• [PROBLEM DESCRIPTION] Rewrite the whole listing below as a numbered list, one item per line, and leave out any blank lines.

BEGIN

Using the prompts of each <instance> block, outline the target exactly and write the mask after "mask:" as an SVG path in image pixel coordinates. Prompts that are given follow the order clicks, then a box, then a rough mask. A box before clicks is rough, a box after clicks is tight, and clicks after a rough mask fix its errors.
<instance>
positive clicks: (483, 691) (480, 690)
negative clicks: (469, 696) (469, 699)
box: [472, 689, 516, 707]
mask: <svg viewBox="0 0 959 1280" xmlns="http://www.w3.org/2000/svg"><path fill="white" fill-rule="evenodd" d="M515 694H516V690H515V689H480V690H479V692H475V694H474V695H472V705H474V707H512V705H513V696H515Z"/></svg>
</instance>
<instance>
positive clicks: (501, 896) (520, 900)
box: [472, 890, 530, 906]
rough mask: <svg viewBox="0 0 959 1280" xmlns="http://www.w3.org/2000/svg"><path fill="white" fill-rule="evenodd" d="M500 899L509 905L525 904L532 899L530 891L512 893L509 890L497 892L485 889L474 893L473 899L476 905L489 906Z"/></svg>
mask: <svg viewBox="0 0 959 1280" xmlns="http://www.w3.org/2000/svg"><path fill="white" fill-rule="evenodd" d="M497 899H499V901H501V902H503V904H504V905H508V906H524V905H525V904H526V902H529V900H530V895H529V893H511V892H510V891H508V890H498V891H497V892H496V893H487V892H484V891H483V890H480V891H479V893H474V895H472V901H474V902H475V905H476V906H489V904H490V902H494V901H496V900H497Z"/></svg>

END

• [RESULT FOR THIS EXERCISE]
1. Using the prompts of each <instance> block, outline the target exactly and write the mask after "mask:" as an SVG path in image pixel coordinates. Prompts that are given follow the order clicks, then a box, then a rough mask. A box before clicks is rough, a box after clicks is tight, and clicks after a rough mask fix its errors.
2. <instance>
3. positive clicks: (483, 691) (480, 690)
4. negative clicks: (469, 696) (469, 699)
5. box: [472, 689, 516, 707]
6. mask: <svg viewBox="0 0 959 1280" xmlns="http://www.w3.org/2000/svg"><path fill="white" fill-rule="evenodd" d="M515 694H516V690H515V689H480V690H479V692H475V694H474V695H472V705H474V707H512V705H513V696H515Z"/></svg>
7. </instance>
8. <instance>
9. positive clicks: (501, 896) (520, 900)
10. box: [472, 890, 530, 906]
11. rough mask: <svg viewBox="0 0 959 1280" xmlns="http://www.w3.org/2000/svg"><path fill="white" fill-rule="evenodd" d="M500 899L509 905L525 904L532 899L530 891L512 893L509 890L497 892L485 889L474 893L473 899L476 905L489 906Z"/></svg>
12. mask: <svg viewBox="0 0 959 1280" xmlns="http://www.w3.org/2000/svg"><path fill="white" fill-rule="evenodd" d="M497 899H499V901H501V902H503V904H504V905H508V906H524V905H525V904H526V902H529V900H530V895H529V893H511V892H510V891H508V890H498V891H497V892H496V893H487V892H484V891H483V890H480V891H479V893H474V895H472V901H474V902H475V905H476V906H489V904H490V902H494V901H496V900H497Z"/></svg>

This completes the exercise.